#### Приведённый текст:
•••
Итак, последствия европеизации настолько тяжелы и ужасны, что европеизацию приходится считать не благом, а злом. Заметим при этом, что мы преднамеренно не касались некоторых отрицательных сторон европеизации, которые часто признаются с сожалением самими европейцами: пороки и привычки, вредные для здоровья, особые болезни, приносимые европейскими "культуртрегерами", милитаризм, лишенная эстетики беспокойная промышленная жизнь. Все эти "спутники цивилизации", на которые сетуют сентиментальные европейские филантропы и эстеты, не являются неотъемлемыми принадлежностями романогерманской культуры. Пороки и вредные привычки имеются у всякой культуры и часто заимствуются одним народом у другого, независимо от приобщения ко всей культуре в целом. В частности, многие из таких привычек были заимствованы самими европейцами у таких племен, которые они считают низшими и мало культурными, напр. курение табака перенято европейцами от северо-американских "дикарей". Что же касается до милитаризма и капитализма, то европейцы всегда обещаются исправиться от этих недостатков, признавая их лишь историческими эпизодами. Таким образом, все эти отрицательные стороны европейской цивилизации можно считать спорными, почему мы и не сочли возможным говорить о них. Мы говорили лишь о тех последствиях, которые вытекают из самой сущности европеизации и касаются самой сущности социальной жизни и культуры европеизированного народа.
•••
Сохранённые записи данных
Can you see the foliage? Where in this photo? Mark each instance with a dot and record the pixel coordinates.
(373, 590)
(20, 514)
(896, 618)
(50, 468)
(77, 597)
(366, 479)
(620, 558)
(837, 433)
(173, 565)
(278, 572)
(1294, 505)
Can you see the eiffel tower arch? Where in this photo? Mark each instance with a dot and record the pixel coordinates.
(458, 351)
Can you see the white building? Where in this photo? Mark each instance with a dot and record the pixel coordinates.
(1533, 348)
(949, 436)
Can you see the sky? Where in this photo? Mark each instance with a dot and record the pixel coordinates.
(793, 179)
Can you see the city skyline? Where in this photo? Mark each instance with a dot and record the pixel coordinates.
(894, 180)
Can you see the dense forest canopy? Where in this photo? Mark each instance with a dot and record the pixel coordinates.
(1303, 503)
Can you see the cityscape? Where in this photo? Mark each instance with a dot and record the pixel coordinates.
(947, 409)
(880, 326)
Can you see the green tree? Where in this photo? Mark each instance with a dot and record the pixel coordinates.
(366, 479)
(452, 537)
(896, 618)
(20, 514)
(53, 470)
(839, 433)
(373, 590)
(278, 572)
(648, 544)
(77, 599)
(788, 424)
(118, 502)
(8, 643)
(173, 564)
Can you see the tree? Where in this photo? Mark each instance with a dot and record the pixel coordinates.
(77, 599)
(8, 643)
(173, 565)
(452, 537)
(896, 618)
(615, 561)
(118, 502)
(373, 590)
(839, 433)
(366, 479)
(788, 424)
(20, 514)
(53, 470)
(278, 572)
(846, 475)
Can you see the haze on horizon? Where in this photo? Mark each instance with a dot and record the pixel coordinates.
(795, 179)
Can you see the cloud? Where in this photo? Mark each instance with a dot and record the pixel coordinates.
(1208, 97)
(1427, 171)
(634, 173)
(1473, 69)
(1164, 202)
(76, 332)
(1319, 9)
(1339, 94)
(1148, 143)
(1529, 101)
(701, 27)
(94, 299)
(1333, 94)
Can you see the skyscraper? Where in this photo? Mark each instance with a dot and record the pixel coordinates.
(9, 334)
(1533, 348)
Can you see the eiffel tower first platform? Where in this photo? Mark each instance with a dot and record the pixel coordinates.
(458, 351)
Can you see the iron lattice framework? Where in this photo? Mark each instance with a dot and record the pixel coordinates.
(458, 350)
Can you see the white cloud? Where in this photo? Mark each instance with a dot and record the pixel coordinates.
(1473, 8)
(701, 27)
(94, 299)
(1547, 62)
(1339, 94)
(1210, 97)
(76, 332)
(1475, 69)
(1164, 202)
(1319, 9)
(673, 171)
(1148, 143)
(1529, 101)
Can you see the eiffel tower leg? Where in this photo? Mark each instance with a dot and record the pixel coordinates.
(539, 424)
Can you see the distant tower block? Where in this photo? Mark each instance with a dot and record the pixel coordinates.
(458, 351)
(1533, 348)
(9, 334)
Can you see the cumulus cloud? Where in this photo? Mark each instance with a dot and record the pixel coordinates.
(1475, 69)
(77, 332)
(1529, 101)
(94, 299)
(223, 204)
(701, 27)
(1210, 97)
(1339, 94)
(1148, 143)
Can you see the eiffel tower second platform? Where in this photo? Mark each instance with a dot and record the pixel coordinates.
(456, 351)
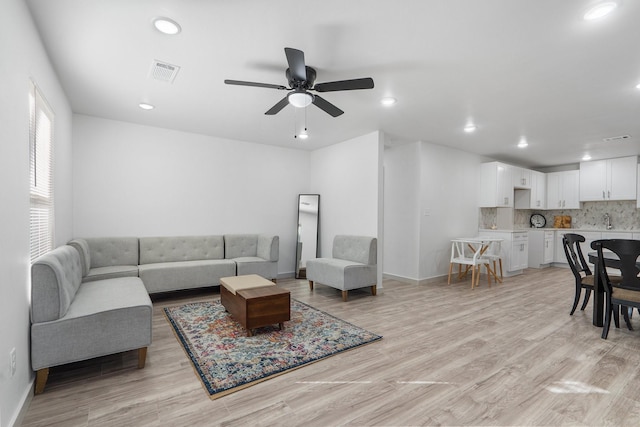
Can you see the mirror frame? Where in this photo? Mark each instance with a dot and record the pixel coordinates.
(300, 273)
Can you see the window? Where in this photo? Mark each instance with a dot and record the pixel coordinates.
(41, 174)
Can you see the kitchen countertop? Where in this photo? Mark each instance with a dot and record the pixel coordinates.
(597, 230)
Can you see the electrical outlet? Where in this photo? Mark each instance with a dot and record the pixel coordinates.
(12, 358)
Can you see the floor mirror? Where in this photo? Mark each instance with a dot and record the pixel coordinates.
(308, 225)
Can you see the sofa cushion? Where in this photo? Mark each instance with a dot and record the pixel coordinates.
(240, 245)
(175, 275)
(55, 278)
(107, 251)
(111, 272)
(341, 274)
(360, 249)
(106, 317)
(180, 248)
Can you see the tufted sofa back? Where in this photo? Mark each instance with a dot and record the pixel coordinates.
(180, 248)
(55, 279)
(360, 249)
(251, 245)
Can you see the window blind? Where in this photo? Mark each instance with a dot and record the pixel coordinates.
(41, 174)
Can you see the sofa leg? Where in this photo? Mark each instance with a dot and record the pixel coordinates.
(142, 357)
(41, 379)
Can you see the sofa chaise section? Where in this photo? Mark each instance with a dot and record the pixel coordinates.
(73, 320)
(253, 254)
(107, 257)
(353, 265)
(183, 262)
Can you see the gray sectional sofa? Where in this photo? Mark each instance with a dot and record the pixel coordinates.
(73, 320)
(91, 298)
(179, 262)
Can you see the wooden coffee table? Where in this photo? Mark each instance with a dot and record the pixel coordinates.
(255, 301)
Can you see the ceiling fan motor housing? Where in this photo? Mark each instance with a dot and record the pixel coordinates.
(306, 84)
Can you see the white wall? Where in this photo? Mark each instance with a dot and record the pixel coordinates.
(402, 211)
(449, 198)
(23, 58)
(348, 178)
(133, 180)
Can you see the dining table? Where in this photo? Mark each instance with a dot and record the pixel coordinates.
(610, 260)
(481, 246)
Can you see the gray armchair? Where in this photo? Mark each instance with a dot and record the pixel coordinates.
(353, 265)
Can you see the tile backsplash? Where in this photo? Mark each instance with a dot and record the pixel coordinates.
(624, 216)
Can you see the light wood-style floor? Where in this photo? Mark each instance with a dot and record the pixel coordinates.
(508, 355)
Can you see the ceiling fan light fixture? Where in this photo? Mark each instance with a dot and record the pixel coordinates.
(300, 99)
(600, 10)
(388, 101)
(167, 26)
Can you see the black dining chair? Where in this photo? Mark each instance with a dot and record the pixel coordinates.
(625, 291)
(581, 271)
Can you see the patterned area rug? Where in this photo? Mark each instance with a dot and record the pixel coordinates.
(226, 360)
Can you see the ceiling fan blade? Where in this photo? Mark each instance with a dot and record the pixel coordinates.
(326, 106)
(279, 106)
(297, 67)
(254, 84)
(353, 84)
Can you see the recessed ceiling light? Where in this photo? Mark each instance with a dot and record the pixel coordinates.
(600, 10)
(388, 101)
(166, 26)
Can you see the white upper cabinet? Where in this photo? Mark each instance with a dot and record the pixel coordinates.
(538, 190)
(563, 189)
(612, 179)
(521, 177)
(496, 186)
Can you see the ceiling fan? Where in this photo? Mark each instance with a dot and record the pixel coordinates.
(301, 80)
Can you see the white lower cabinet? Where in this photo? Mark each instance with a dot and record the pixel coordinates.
(514, 249)
(541, 248)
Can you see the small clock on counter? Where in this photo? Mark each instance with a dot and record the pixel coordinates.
(538, 221)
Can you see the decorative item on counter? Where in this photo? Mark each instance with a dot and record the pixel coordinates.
(537, 221)
(562, 221)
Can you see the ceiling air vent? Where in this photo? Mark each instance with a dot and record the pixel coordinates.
(163, 71)
(617, 138)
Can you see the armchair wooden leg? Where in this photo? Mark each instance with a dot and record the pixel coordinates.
(41, 379)
(142, 357)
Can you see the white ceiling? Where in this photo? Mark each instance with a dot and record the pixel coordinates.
(514, 67)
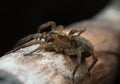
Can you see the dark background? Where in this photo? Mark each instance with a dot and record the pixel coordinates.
(21, 18)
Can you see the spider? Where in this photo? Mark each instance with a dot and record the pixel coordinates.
(56, 40)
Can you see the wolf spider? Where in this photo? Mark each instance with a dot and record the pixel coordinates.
(56, 40)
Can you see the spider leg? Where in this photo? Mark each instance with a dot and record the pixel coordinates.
(23, 46)
(78, 63)
(73, 31)
(27, 39)
(42, 46)
(46, 25)
(74, 52)
(95, 59)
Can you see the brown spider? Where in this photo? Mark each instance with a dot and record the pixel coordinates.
(58, 41)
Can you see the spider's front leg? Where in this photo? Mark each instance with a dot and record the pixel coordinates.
(77, 52)
(30, 37)
(95, 59)
(73, 31)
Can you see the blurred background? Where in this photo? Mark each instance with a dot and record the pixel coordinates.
(21, 18)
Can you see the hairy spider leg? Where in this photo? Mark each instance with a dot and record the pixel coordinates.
(30, 37)
(95, 59)
(77, 52)
(73, 31)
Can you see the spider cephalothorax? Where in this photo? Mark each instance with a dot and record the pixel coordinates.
(56, 40)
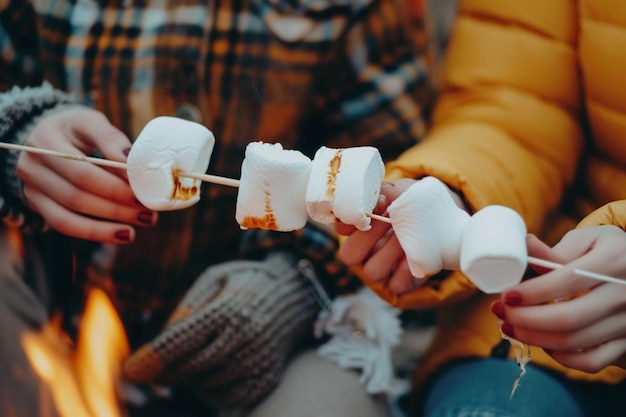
•••
#### Примените прочитанное:
(a) Ответьте на вопросы по фрагменту о европеизации:
(i) Какую привычку, согласно фрагменту, европейцы переняли у северо-американских «дикарей»?
(ii) Что европейцы всегда обещают в отношении милитаризма и капитализма?
(iii) Чем, а не благом, приходится считать европеизацию?
(b) Изложите содержание фрагмента о европеизации в двух предложениях.
(c) Продолжите фрагмент о европеизации, начав сразу после его последнего предложения.

#### Ответы на задания:
(a)
(i) Курение табака.
(ii) Исправиться от этих недостатков, признавая их лишь историческими эпизодами.
(iii) Злом.

(b) Последствия европеизации настолько тяжелы и ужасны, что её приходится считать не благом, а злом. Пороки, болезни, милитаризм и беспокойная промышленная жизнь намеренно оставлены в стороне как спорные и не неотъемлемые от романогерманской культуры, а речь шла лишь о последствиях, вытекающих из самой сущности европеизации.

(c)
В результате, на все три вопроса, поставленных выше, нам пришлось ответить отрицательно.

Но, если европейская цивилизация ничем не выше всякой другой, если полное приобщение к чужой культуре невозможно, и если стремление к полной европеизации сулит всем не-романогерманским народам самую жалкую и трагическую участь, - то очевидно, что с европеизацией этим народам надо бороться из всех сил. И вот, тут-то и возникает ужасный вопрос: что если эта борьба невозможна и если всеобщая европеизация есть неизбежный мировой закон?

С виду многое говорит за то, что это действительно так. Когда европейцы встречаются с каким-нибудь не-романогерманским народом, они подвозят к нему свои товары и пушки. Если народ не окажет им сопротивления, европейцы завоюют его, сделают своей колонией и европеизируют его насильственно. Если же народ задумает сопротивляться, то для того, чтобы быть в состоянии бороться с европейцами, он принужден обзавестись пушками и всеми усовершенствованиями европейской техники. Но для этого нужны, с одной стороны, фабрики и заводы, а с другой - изучение европейских прикладных наук. Но фабрики немыслимы без социально-политического уклада жизни Европы, а прикладные науки - без наук "чистых". Таким образом, для борьбы с Европой народу, о котором идет речь, приходится шаг за шагом усвоить всю современную ему романогерманскую цивилизацию и европеизироваться добровольно. Значит, и в том и в другом случае европеизация, как будто, неизбежна.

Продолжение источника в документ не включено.